### Records to use
--*--

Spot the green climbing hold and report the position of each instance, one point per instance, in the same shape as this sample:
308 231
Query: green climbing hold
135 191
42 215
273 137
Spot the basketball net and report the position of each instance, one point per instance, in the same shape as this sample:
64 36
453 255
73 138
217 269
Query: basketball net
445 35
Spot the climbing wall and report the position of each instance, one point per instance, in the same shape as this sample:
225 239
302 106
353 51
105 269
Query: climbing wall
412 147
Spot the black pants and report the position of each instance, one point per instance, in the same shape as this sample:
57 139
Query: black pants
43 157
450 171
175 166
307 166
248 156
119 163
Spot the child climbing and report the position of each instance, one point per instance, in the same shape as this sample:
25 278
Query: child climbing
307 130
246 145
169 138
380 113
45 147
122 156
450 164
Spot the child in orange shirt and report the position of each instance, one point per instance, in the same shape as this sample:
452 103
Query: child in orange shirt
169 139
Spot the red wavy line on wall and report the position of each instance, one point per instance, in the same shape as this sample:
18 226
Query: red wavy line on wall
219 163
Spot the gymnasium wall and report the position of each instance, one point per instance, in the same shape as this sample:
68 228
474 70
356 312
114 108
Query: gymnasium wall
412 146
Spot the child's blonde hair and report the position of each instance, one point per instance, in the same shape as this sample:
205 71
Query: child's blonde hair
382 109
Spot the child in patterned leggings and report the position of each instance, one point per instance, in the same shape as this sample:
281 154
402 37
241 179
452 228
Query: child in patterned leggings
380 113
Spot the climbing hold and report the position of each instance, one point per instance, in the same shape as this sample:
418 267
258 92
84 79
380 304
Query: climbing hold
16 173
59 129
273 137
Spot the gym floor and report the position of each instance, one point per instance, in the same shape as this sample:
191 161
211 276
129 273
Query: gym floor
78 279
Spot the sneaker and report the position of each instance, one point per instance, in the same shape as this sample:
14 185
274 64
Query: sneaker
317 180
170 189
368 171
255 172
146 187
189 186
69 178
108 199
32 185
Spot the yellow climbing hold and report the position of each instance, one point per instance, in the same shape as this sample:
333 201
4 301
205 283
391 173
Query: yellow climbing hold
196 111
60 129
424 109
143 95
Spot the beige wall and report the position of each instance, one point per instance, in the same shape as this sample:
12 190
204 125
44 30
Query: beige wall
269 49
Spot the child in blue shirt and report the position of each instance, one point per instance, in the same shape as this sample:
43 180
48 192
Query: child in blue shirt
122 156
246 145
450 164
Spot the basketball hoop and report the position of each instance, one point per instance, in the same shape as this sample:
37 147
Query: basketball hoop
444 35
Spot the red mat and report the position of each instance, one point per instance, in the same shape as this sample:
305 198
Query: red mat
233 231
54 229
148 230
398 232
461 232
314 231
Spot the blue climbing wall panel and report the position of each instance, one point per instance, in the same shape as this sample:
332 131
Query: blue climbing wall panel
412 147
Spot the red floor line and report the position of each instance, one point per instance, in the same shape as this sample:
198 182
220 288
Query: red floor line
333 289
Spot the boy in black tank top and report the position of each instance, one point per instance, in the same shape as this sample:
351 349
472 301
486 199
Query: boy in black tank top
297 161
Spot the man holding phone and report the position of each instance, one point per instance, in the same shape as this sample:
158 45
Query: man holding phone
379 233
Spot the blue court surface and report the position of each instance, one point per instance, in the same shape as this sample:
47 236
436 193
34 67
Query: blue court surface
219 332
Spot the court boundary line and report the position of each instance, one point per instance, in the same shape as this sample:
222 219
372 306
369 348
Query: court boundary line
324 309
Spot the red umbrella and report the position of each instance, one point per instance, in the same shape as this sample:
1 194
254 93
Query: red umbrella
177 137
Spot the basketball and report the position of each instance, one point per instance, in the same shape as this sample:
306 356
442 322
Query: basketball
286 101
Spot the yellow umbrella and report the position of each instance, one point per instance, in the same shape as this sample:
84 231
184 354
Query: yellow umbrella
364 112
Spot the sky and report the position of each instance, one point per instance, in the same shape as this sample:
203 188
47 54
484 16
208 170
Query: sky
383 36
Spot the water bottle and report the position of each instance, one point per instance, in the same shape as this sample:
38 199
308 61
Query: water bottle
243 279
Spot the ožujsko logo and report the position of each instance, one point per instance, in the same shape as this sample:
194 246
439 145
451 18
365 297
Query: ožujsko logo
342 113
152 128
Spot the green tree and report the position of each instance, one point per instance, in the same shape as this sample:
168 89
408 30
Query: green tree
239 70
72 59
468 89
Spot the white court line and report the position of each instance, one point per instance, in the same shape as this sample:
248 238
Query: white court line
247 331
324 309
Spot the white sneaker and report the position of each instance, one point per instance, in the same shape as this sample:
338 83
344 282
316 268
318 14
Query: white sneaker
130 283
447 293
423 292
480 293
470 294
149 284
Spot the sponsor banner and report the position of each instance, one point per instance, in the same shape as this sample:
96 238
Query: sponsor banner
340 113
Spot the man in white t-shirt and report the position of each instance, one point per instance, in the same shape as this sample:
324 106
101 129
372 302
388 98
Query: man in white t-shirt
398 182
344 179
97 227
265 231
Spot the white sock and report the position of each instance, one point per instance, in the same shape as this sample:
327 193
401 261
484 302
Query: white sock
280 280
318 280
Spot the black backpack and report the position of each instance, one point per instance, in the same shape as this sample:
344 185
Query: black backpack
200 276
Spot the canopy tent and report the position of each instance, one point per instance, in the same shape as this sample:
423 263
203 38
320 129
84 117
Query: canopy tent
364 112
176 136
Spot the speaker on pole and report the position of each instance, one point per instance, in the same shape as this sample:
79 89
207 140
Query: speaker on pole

--*--

### Directions for this task
Copy the items word for word, starting at the line containing "Spot the man in" and continuing through the last line of the items.

### Completed task
Spot the man in white t-shirt and report the position of each instance, one point per instance, in the same shape as this sample:
324 106
101 129
372 302
388 98
Query: man in white t-shirt
398 182
344 179
97 227
265 231
Spot the white sock and report the position of each instance, one point per instance, in the same shape as this sample:
327 193
401 261
484 302
Query: white sock
280 280
318 280
Spot the black backpack and report the position of each instance, one point per instance, in the same shape as this sample:
344 185
Query: black backpack
200 276
Spot the canopy tent and report the position of each instance, one point per instance, in the same shape as this sample:
423 263
203 38
320 129
84 117
Query: canopy tent
364 112
176 136
Spot the speaker on pole and report the position of each instance, one point per instance, in the same shape as this sample:
79 89
207 140
Query: speaker on pole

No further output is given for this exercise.